Extract provided:
....

Your team has probably been working remotely for most of the last year now, and even as discussions about “opening up” begin to become more prevalent, it’s likely that remote work will continue in some form for the foreseeable future.
That’s the question Google is tacking with a new set of policies recently rolled out by the company’s CEO. They center around just three words:
Flexibility and Choice.
What may have been quick emergency actions like having the basic tools and defining remote processes is now moving toward a new normal.
To make it through the current crisis and return to that new normal, you and your team will need to be resilient. The good news is that leaders can help create the conditions that make this possible.
As Bryan Miles, CEO and cofounder of BELAY, a leading U.S.-based, virtual solutions company says:
“Productivity comes from people completing their tasks in a timely, professional, adult manner, not from daily attendance in a sea of cubicles and offices.”
How will you lead your team through both this changing tide and likely new normal?
THE QUICK SUMMARY – The Future of Work by Jacob Morgan
Throughout the history of business employees had to adapt to managers and managers had to adapt to organizations. In the future this is reversed with managers and organizations adapting to employees. This means that in order to succeed and thrive organizations must rethink and challenge everything they know about work.
The demographics of employees are changing and so are employee expectations, values, attitudes, and styles of working. Conventional management models must be replaced with leadership approaches adapted to the future employee. Organizations must also rethink their traditional structure, how they empower employees, and what they need to do to remain competitive in a rapidly changing world.
This is a book about how employees of the future will work, how managers will lead, and what organizations of the future will look like.
A SIMPLE SOLUTION
Like so many other things in the leader’s life, leading and managing your team has changed a great deal over the past few years. With exponential changes in technology driving new ways to “work,” it seems as change was the only constant.

....

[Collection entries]
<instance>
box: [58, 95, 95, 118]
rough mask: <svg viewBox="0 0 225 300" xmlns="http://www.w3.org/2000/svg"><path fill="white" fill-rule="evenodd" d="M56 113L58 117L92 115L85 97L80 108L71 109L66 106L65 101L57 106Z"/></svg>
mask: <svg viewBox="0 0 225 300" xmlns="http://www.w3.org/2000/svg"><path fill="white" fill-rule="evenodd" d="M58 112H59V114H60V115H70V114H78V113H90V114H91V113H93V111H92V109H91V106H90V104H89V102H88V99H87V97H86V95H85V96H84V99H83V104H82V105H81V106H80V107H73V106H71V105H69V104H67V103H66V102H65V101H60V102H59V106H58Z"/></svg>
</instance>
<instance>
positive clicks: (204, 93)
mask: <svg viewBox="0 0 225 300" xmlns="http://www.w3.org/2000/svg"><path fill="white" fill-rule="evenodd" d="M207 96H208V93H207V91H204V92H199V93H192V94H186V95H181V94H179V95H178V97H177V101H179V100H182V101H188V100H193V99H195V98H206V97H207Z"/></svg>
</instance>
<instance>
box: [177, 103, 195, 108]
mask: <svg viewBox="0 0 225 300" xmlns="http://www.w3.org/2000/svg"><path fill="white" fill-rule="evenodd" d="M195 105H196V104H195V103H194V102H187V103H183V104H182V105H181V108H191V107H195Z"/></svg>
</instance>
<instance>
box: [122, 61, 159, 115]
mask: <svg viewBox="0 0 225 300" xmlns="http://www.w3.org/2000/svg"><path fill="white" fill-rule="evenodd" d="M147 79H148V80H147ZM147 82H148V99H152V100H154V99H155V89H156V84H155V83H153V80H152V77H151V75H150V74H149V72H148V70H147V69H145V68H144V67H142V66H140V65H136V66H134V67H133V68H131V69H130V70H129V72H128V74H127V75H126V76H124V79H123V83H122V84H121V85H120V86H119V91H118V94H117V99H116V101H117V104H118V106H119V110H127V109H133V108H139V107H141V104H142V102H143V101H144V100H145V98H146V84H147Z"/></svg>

....

What the exercise asks: Quote the remote-work article from "THE QUICK SUMMARY" to "will look like.". Draw only on the remote-work article, not on the data.

Problem solution:
THE QUICK SUMMARY – The Future of Work by Jacob Morgan
Throughout the history of business employees had to adapt to managers and managers had to adapt to organizations. In the future this is reversed with managers and organizations adapting to employees. This means that in order to succeed and thrive organizations must rethink and challenge everything they know about work.
The demographics of employees are changing and so are employee expectations, values, attitudes, and styles of working. Conventional management models must be replaced with leadership approaches adapted to the future employee. Organizations must also rethink their traditional structure, how they empower employees, and what they need to do to remain competitive in a rapidly changing world.
This is a book about how employees of the future will work, how managers will lead, and what organizations of the future will look like.